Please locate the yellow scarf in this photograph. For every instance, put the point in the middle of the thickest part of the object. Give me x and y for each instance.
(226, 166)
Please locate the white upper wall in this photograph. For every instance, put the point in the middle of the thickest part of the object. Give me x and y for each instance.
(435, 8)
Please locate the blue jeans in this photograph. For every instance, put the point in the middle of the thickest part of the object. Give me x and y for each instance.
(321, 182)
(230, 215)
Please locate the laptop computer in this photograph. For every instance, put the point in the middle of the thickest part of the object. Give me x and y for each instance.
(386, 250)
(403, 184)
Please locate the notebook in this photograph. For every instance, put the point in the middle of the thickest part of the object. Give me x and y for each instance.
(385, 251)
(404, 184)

-=-=-

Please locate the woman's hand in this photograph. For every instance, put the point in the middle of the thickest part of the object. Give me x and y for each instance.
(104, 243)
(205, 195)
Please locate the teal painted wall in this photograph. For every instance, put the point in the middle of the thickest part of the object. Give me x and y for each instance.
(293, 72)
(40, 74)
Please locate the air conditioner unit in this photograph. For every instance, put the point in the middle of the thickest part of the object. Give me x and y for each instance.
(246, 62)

-=-=-

> _Exercise brief_: Pick out every line in the records that contains the string "wall" and copy each one in full. Case counts.

> _Result for this exercise_:
Please locate the white upper wall in this photograph. For every instance, put the point in the middle of the thickest part of the object. Give me x and y for each instance.
Please locate the teal painted wall in this photograph. For every instance, put the point in the middle of the thickest part of the object. Give me x and y for each instance.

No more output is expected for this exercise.